#### Texte source

Lorsque Sarkis arrive à Strasbourg, son travail bénéficiait, depuis 10 ans déjà, de l’estime des connaisseurs. Il fut notamment sélectionné pour Quand les attitudes deviennent forme [ill. 1], en 1969, à Berne ; cette manifestation, devenue quasi mythique attira l’attention sur une nouvelle esthétique qui confirma, sur le plan européen, entre autres, l’émergence de ce que l’on appelle l’Arte Povera ; à 41 ans donc, il a déjà participé aux plus importantes expositions collectives (notamment à la Dokumenta VI en 1977) et certains musées français et étrangers lui avaient consacré des expositions personnelles (le musée de Saint-Etienne, le Centre Georges Pompidou, le Westfälisher Kunstverein de Münster [ill. 2], le Centre d’Art contemporain de Genève, la Neue Galerie d’Aix la Chapelle…).

KRIEGSSCHATZ KLASSENKRIEG, Westfälischer Kunstverein, Münster, 14 Jan – 25 Fév 1978

Or, après son intervention (discrète) dans l’espace Attitude, le public dut attendre Maintenant, c’est-à-dire, sept ans après son arrivée à Strasbourg, pour apprendre, grâce à cette exposition d’envergure européenne, que Sarkis travaillait dans la ville. Encore cette exposition « Maintenant » ne put-elle être imaginée qu’à la faveur d’un changement de direction des musées. Invité plusieurs fois par an, au quatre coins du monde (Sao Paulo, Sydney, Helsinki…) sa présence régulière à Strasbourg ne manqua pas d’affecter le rythme de son travail artistique. Il réussit à faire de cette contrainte que sont les voyages, souvent harassants, un principe régénérateur… Non seulement, la notion de voyage intervient toujours plus fréquemment dans le titre de ses œuvres après sa venue en Alsace comme par exemple dans ce titre « flamboyant », désignant la sculpture de l’esprit japonais : « Entre Saverne et Istanbul, le Soleil brille comme un laser, et Maintenant entre Strasbourg et Istanbul, le Soleil brille comme un laser« , mais le mot même de voyage va être utilisé comme titre d’exposition : « Le Voyage de la Sculpture du Pêcheur en Monte-Charge« [1].Il consigne d’ailleurs dans son carnet de bord [2] « Istanbul le premier Août 1983: les expériences, les lectures, les écoutes, les films, les discussions qui m’ont passionné pour cette aventure-exposition : les écoutes de Schönberg, Webern, Berg par Boulez pendant mes voyages Paris-Strasbourg (avec le walkman…) ».

########
#### Données fournies

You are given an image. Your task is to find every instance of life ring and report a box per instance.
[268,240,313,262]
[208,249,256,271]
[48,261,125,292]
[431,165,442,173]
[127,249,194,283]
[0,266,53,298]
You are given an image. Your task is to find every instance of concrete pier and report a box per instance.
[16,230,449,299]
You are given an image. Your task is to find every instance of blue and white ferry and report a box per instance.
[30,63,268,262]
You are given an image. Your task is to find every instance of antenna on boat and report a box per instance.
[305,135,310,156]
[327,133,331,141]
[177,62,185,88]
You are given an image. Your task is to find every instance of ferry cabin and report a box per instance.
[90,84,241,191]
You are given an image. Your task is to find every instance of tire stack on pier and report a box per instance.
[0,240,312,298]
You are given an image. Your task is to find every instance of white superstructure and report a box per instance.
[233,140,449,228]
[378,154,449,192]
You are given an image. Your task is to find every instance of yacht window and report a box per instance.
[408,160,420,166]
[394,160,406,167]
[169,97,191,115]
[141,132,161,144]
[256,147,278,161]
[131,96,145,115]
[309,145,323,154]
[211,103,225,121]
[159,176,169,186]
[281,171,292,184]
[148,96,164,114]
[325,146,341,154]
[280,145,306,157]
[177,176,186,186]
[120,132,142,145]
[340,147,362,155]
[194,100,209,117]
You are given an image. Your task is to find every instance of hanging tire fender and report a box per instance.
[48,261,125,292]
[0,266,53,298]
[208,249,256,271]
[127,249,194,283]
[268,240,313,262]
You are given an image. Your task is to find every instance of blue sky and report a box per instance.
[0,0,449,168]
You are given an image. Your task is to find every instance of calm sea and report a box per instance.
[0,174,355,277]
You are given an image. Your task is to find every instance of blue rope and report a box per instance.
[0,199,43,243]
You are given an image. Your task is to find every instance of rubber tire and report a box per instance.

########
#### Données fournies

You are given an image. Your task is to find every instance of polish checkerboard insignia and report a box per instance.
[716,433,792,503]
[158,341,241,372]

########
#### Données fournies

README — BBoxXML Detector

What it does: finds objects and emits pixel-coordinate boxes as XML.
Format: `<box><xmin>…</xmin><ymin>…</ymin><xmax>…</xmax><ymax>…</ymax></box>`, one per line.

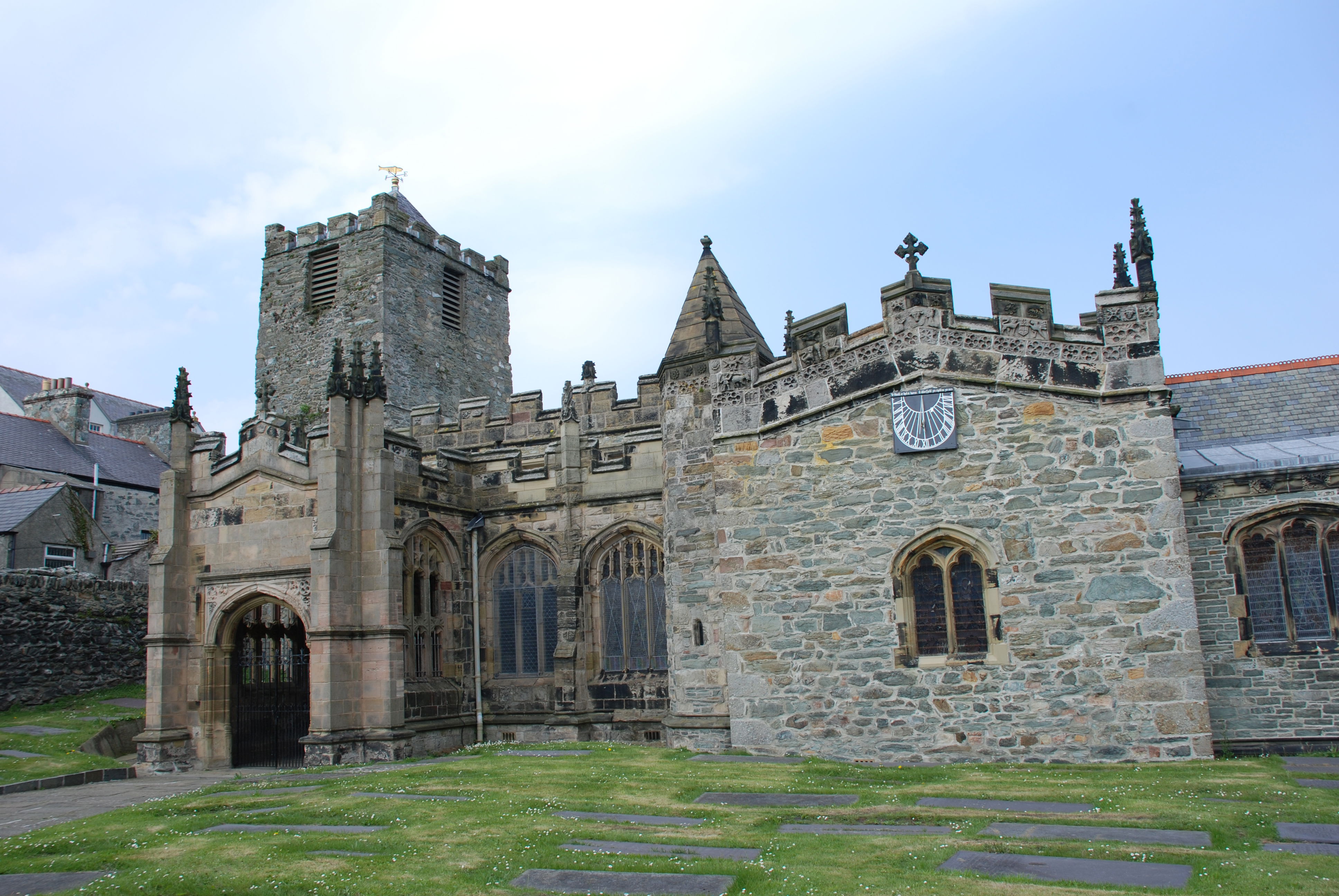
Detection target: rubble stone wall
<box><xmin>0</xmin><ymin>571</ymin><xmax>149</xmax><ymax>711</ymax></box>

########

Travail à faire:
**A)** Répondez à ces questions d'après le texte sur Sarkis :
(i) En quelle année et dans quelle ville Sarkis fut-il sélectionné pour « Quand les attitudes deviennent forme » ?
(ii) Combien d'années après son arrivée à Strasbourg le public apprit-il, grâce à l'exposition « Maintenant », que Sarkis travaillait dans la ville ?
(iii) Quels compositeurs, interprétés par Boulez, Sarkis écoutait-il pendant ses voyages Paris-Strasbourg ?
**B)** Recopiez sans rien changer le passage du texte sur Sarkis qui commence aux mots « Lorsque Sarkis arrive » et se termine après les mots « d’Aix la Chapelle…). ».
**C)** Résumez, s'il vous plaît, le texte sur Sarkis en deux phrases.
Le matériel fourni est indépendant du texte sur Sarkis.

Réponses par consigne:
**A)**
(i) En 1969, à Berne.
(ii) Sept ans après son arrivée.
(iii) Schönberg, Webern et Berg.

**B)**
Lorsque Sarkis arrive à Strasbourg, son travail bénéficiait, depuis 10 ans déjà, de l’estime des connaisseurs. Il fut notamment sélectionné pour Quand les attitudes deviennent forme [ill. 1], en 1969, à Berne ; cette manifestation, devenue quasi mythique attira l’attention sur une nouvelle esthétique qui confirma, sur le plan européen, entre autres, l’émergence de ce que l’on appelle l’Arte Povera ; à 41 ans donc, il a déjà participé aux plus importantes expositions collectives (notamment à la Dokumenta VI en 1977) et certains musées français et étrangers lui avaient consacré des expositions personnelles (le musée de Saint-Etienne, le Centre Georges Pompidou, le Westfälisher Kunstverein de Münster [ill. 2], le Centre d’Art contemporain de Genève, la Neue Galerie d’Aix la Chapelle…).

**C)** À 41 ans, Sarkis, dont le travail était estimé des connaisseurs depuis dix ans, avait déjà participé aux plus importantes expositions collectives, dont « Quand les attitudes deviennent forme » en 1969 et la Dokumenta VI en 1977, et plusieurs musées lui avaient consacré des expositions personnelles. Le public n'apprit qu'il travaillait à Strasbourg qu'avec l'exposition « Maintenant », sept ans après son arrivée, et ses voyages fréquents, dont il fit un principe régénérateur, apparaissent toujours plus souvent dans les titres de ses œuvres et jusque dans le titre d'une exposition.